Exercise requirements> Type out the complete listing below word for word, without its pictures.

Entries from a point annotation set
= = = = = = =
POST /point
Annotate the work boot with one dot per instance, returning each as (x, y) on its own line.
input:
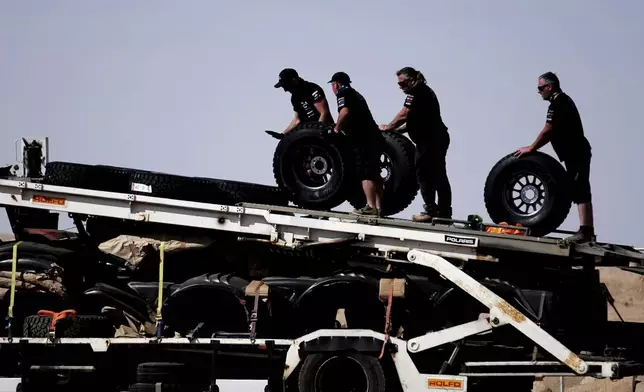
(584, 234)
(366, 211)
(425, 216)
(444, 213)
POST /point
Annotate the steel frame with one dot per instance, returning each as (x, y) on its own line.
(425, 244)
(500, 313)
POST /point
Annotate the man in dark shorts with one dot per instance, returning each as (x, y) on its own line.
(308, 99)
(421, 118)
(355, 119)
(565, 132)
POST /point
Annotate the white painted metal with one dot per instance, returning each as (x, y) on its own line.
(501, 312)
(281, 228)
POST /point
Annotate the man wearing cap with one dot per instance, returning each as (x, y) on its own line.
(421, 116)
(355, 119)
(308, 99)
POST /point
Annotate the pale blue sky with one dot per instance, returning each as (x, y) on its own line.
(187, 86)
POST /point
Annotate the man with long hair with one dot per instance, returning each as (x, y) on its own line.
(565, 132)
(421, 118)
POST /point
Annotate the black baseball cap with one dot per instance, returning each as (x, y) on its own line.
(340, 77)
(285, 74)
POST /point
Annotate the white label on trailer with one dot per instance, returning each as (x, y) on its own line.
(452, 239)
(138, 187)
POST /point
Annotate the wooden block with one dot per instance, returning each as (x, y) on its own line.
(257, 287)
(626, 384)
(385, 288)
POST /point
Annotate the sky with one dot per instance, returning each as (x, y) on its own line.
(187, 87)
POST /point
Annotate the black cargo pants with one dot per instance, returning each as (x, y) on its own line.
(431, 173)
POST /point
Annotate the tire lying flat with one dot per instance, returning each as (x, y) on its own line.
(125, 180)
(531, 191)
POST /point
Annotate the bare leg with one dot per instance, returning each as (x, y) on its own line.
(369, 192)
(373, 193)
(586, 214)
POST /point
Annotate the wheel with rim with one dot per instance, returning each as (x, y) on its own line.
(531, 191)
(340, 372)
(309, 164)
(398, 172)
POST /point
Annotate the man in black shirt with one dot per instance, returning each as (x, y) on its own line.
(308, 99)
(355, 119)
(564, 130)
(421, 118)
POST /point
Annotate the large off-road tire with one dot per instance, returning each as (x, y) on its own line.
(310, 165)
(173, 373)
(95, 177)
(206, 298)
(346, 371)
(83, 326)
(532, 191)
(398, 172)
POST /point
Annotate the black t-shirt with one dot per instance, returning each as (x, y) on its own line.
(568, 139)
(304, 98)
(424, 121)
(360, 121)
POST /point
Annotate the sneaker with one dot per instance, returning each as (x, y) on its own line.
(422, 217)
(366, 211)
(582, 236)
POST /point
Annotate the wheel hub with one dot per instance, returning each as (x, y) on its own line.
(319, 165)
(529, 194)
(526, 194)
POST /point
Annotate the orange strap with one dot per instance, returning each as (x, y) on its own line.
(502, 230)
(56, 316)
(387, 318)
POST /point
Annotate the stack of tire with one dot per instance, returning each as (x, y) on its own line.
(531, 191)
(314, 168)
(312, 151)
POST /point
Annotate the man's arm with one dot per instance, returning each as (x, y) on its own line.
(397, 122)
(342, 118)
(323, 107)
(401, 117)
(293, 124)
(542, 139)
(343, 112)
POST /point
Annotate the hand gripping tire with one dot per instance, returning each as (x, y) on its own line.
(400, 186)
(304, 157)
(531, 191)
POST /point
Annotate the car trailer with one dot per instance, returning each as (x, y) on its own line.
(454, 252)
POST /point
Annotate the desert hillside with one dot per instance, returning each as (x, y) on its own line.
(628, 291)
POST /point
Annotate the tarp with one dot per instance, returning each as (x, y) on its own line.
(133, 249)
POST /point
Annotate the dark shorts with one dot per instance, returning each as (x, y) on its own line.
(578, 169)
(368, 152)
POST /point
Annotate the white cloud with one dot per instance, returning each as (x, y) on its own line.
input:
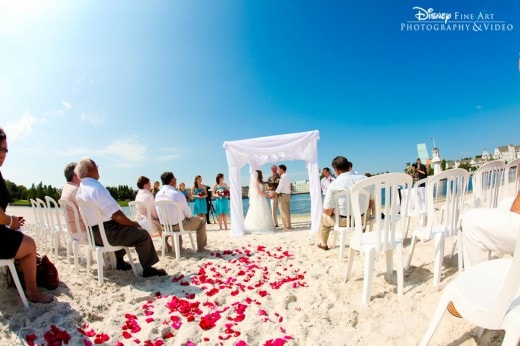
(92, 118)
(126, 149)
(22, 127)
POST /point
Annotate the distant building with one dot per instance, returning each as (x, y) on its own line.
(507, 152)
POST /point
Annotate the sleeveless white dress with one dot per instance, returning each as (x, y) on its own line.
= = = = = = =
Written response>
POST /point
Annotate the work boot with one dot per instance, returning each as (x, y) on its own line.
input:
(584, 234)
(366, 211)
(425, 216)
(444, 213)
POST /point
Annotate the steel frame with one dot per instance, returning each as (x, y) on its own line.
(425, 244)
(500, 313)
POST /point
Annotate the man in dark shorts with one dot per instance, returning each as (x, y) on its own line.
(308, 99)
(421, 118)
(355, 119)
(565, 132)
POST /point
Annotate the white painted metal with one dot per instance, returning each as (x, y) on its own line.
(501, 312)
(281, 228)
POST /point
Annotate the man wearing cap with one dot per instance, returning each as (x, y) on its own line.
(421, 116)
(355, 119)
(308, 99)
POST /point
Annotate the pale blue sky with one dot per instance, returning each as (x, y) on its own line.
(187, 86)
POST /point
Annotate the man with long hair with one dot per instance, returning each as (x, y) on its own line.
(565, 132)
(421, 118)
POST /point
Annotate the black baseball cap with one dot per instance, returning each as (x, y) on its own line.
(340, 77)
(285, 74)
POST /point
Annotate the white label on trailer with one dot per instance, returning each as (x, y) on its own line.
(452, 239)
(138, 187)
POST /point
Annotate the wooden block with one dot per instance, returning each as (x, y) on its own line.
(257, 287)
(626, 384)
(385, 288)
POST /point
Annotate the sky with one dot per instance, returning each as (x, y) on its own line.
(187, 87)
POST /point
Annotate the black cargo pants with one dot per instance, returning each as (x, y) on its own line.
(431, 173)
POST /point
Annotate the tire lying flat with one dot per instance, returning each as (x, y) on its own line.
(125, 180)
(531, 191)
POST /point
Annotate the bare leg with one dot per instance, returning each as (x, y) on its own line.
(369, 192)
(373, 193)
(586, 214)
POST /point
Annotate the wheel with rim with one dot per instance, returning each as (x, y) on its own line.
(531, 191)
(340, 372)
(309, 164)
(398, 172)
POST /point
Annotate the man in black shirt with one dot per instance, returning each as (x, y) on its own line.
(308, 99)
(355, 119)
(564, 130)
(421, 118)
POST /point
Annotate the large off-road tire with one dot per instance, returning each as (x, y) on its own line.
(310, 165)
(173, 373)
(95, 177)
(206, 298)
(346, 371)
(83, 326)
(532, 191)
(398, 172)
POST /point
Annotate the black t-shirt with one dot per instance, returning each as (x, y) on its own line.
(568, 139)
(304, 98)
(424, 121)
(360, 121)
POST /point
Annotate the sneaker with one dot per instance, returning each as (x, y) on its own line.
(422, 217)
(366, 211)
(582, 236)
POST /point
Annotate the wheel hub with one dot per instance, returning each as (x, y) on its own line.
(319, 165)
(529, 194)
(526, 194)
POST /point
Annotate the orange strap with one dot per instance, returning each as (x, y) on its own line.
(502, 230)
(56, 316)
(387, 318)
POST /point
Annotate the stack of tire with one dot per instance, returning each as (x, y) on its own line.
(531, 191)
(314, 168)
(312, 151)
POST /point
Annotate the man's arm with one dot per instance, returning each as (x, y) on its own line.
(397, 122)
(342, 118)
(323, 107)
(401, 117)
(293, 124)
(542, 139)
(343, 112)
POST /point
Annotate the hand gripping tire with one dot per instance, returning each as (x, y) on its own line.
(400, 186)
(304, 157)
(531, 191)
POST /point
Annotate the car trailer with one dot per instance, returning each as (x, y) on its own line.
(454, 252)
POST /point
Annotate the desert hillside with one dot per instance, returning each as (x, y) on its own line.
(628, 291)
POST /point
Annotate the tarp with one dot per instance, returning each as (x, y) on its own line.
(133, 249)
POST /point
Annotate the dark shorts with one dot per instance, returning each as (x, y) on its own line.
(578, 169)
(368, 152)
POST /point
Annotate the white cloud with one dot per instance, returning each as (x, y) on its own line.
input:
(92, 118)
(126, 149)
(22, 127)
POST /point
Annotate the distant building with one dot per instance, returning each as (x, y) on its own line.
(507, 152)
POST /point
Annotate the sleeveless white dress with one dot per instance, returning each as (x, y) on its own line.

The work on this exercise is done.